Text provided START

This method allows to quantify changes in the physical properties of the plant cell wall during development and relate this microscopic changes to the growth of an entire organ. The main advantage of this technique is that it's not invasive and it does not require any treatment that allows the in vivo quantification of physical properties of the cell wall add subcellular resolution relatively rapid. To begin, spread a thin layer of silicone glue into the Petri dish with a cover slip and leave it in the air for 45 seconds.
Using tweezers, place the seedling on the glue and orient its direction to avoid contact between the seedling's protruding parts, and the cantilever. Then press the root gently to the silicone glue layer to bind it firmly. Leave it for 45 seconds, and add the 1X PBS solution.
Mount the standard silicon nitride cantilever with a pyramidal tip into the AFM probe holder for fluid, and align the laser on the cantilever close to the position of the tip. Then move the photo diode to place the laser spot at the center of the detector. Calibrate the deflection sensitivity by performing an indentation with a ramp size of 3 micrometers, an indentation and retraction rate of 0.6 micrometers per second and a trigger threshold of 0.5 volts.

Text provided END
Record set START

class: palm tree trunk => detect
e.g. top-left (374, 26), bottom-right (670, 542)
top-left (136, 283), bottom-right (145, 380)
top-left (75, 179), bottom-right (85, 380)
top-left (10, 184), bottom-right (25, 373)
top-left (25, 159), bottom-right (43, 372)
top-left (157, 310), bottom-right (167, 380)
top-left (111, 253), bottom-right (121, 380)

Record set END

## Exercise 1
In the AFM protocol for plant cell wall properties, what trigger threshold is used when calibrating the deflection sensitivity?
## Exercise 2
Pick up the AFM protocol for plant cell wall properties after its final sentence and continue it.

## Answer 1
0.5 volts

## Answer 2
Ensure that the probe is not interacting with the sample and calibrate the cantilever's spring constant. Using the thermal tune utility, click on calibrate followed by thermal tune or on the thermal tune icon in the nano scope toolbar and enter the cantilever temperature. After selecting a frequency range, click on the sample harmonic oscillator fluid button.
Next, click on acquired data in the thermal tune panel. Now, adjust median filter width to three. Adjust PSD binwidth to reduce the noise in the acquired data by averaging and set fit boundaries around the first resonance peak.
Click on calculate spring constant K, and then click on yes in the pop-up window, asking if the user wants to use this value. Using the inverted optical microscope at 10, 20 and 40 times eye piece magnification, position the AFM probe on the surface of the fourth elongated epidermal cell of the primary root ensuring to position it in the center of the cell. With the previously calculated spring constant value obtained force curves with a ramp size of 3 micrometers, a trigger threshold of 11 nanonewton, and an indentation and retraction rate of 0.6 micrometers per second at selected points.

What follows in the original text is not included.